**EXERCISE DESCRIPTION:** Find every line in the listing that contains the word "mountain" and copy each one.

(Coordinate labeling data)
==========

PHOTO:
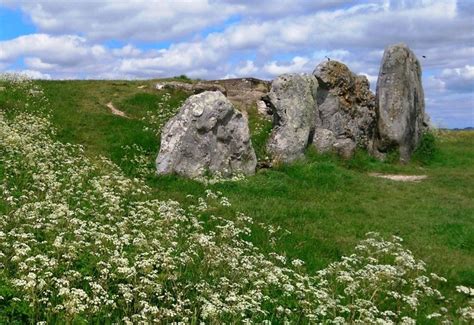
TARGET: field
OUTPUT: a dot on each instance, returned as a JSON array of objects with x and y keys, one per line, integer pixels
[{"x": 314, "y": 211}]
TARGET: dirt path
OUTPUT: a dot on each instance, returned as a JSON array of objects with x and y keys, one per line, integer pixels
[
  {"x": 401, "y": 178},
  {"x": 116, "y": 111}
]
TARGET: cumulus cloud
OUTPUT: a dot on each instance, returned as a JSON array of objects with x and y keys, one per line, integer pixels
[
  {"x": 147, "y": 20},
  {"x": 219, "y": 38},
  {"x": 459, "y": 79}
]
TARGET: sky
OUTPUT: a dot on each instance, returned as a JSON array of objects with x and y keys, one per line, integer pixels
[{"x": 214, "y": 39}]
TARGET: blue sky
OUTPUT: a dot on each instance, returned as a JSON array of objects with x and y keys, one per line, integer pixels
[{"x": 117, "y": 39}]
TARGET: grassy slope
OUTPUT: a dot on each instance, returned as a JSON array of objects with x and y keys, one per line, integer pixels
[{"x": 326, "y": 204}]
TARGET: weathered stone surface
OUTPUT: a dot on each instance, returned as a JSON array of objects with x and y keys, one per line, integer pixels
[
  {"x": 346, "y": 106},
  {"x": 400, "y": 102},
  {"x": 323, "y": 140},
  {"x": 207, "y": 135},
  {"x": 294, "y": 115}
]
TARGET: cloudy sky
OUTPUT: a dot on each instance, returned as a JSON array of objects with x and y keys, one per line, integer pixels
[{"x": 116, "y": 39}]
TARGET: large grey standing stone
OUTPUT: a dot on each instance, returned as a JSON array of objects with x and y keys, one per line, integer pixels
[
  {"x": 292, "y": 97},
  {"x": 346, "y": 107},
  {"x": 400, "y": 102},
  {"x": 207, "y": 135}
]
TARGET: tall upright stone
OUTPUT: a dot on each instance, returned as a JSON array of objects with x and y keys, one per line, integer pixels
[
  {"x": 292, "y": 98},
  {"x": 400, "y": 104},
  {"x": 207, "y": 135},
  {"x": 346, "y": 109}
]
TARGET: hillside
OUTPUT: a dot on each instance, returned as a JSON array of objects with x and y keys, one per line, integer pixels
[{"x": 324, "y": 205}]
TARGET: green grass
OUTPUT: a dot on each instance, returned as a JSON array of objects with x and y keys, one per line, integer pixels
[{"x": 326, "y": 204}]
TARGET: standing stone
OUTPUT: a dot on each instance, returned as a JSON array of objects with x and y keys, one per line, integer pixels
[
  {"x": 323, "y": 140},
  {"x": 400, "y": 104},
  {"x": 346, "y": 107},
  {"x": 292, "y": 98},
  {"x": 207, "y": 135}
]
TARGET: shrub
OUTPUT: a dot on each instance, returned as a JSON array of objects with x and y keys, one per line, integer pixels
[{"x": 426, "y": 150}]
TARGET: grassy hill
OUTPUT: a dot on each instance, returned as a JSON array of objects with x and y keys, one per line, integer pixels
[{"x": 324, "y": 205}]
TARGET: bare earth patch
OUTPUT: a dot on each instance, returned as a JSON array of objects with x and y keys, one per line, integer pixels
[
  {"x": 400, "y": 178},
  {"x": 116, "y": 111}
]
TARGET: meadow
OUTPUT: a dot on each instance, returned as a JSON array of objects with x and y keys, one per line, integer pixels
[{"x": 89, "y": 233}]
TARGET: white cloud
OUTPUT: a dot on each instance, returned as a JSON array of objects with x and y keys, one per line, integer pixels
[
  {"x": 298, "y": 64},
  {"x": 33, "y": 74},
  {"x": 248, "y": 69},
  {"x": 147, "y": 20}
]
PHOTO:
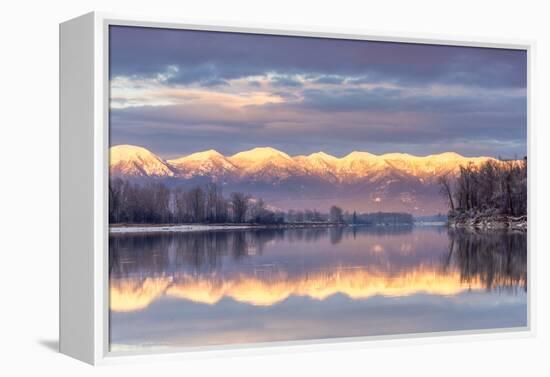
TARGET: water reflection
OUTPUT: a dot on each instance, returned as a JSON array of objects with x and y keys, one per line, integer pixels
[{"x": 273, "y": 268}]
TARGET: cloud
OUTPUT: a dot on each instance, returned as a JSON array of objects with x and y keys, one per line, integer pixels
[
  {"x": 180, "y": 91},
  {"x": 147, "y": 51}
]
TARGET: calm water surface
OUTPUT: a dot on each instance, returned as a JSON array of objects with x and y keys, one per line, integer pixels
[{"x": 245, "y": 286}]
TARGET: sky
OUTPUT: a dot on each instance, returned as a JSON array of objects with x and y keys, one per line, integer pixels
[{"x": 176, "y": 92}]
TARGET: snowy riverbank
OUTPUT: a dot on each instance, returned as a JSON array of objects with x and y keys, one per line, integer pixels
[{"x": 181, "y": 228}]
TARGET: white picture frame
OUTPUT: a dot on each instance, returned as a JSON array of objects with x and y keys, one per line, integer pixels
[{"x": 84, "y": 109}]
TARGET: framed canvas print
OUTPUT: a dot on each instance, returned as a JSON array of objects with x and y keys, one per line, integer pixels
[{"x": 229, "y": 188}]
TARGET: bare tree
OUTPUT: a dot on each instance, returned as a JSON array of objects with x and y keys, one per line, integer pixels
[
  {"x": 239, "y": 204},
  {"x": 336, "y": 214},
  {"x": 445, "y": 190},
  {"x": 196, "y": 204}
]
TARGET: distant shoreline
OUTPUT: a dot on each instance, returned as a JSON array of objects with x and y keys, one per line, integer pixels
[
  {"x": 185, "y": 228},
  {"x": 488, "y": 222}
]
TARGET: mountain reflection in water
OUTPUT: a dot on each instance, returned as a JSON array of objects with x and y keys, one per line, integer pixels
[{"x": 159, "y": 279}]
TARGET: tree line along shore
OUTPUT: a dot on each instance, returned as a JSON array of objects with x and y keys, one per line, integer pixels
[
  {"x": 491, "y": 196},
  {"x": 155, "y": 204}
]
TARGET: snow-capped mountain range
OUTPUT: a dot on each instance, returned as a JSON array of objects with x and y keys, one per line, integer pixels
[{"x": 359, "y": 180}]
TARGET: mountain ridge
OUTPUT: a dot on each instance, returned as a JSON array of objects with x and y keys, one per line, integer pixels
[
  {"x": 256, "y": 160},
  {"x": 357, "y": 181}
]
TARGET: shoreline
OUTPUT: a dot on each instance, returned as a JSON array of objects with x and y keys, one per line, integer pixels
[
  {"x": 186, "y": 228},
  {"x": 488, "y": 222}
]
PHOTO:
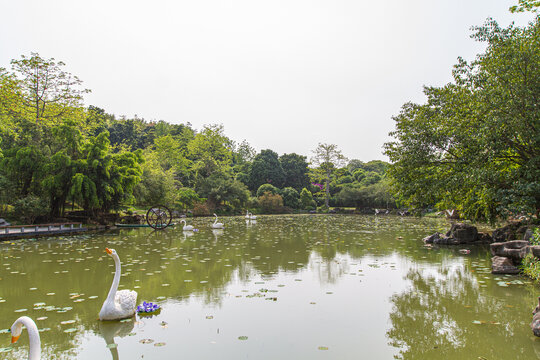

==========

**EXERCISE OUTPUT:**
TARGET: mountain reflection in water
TARGET: snow-capped mountain range
TARGET: mountain ridge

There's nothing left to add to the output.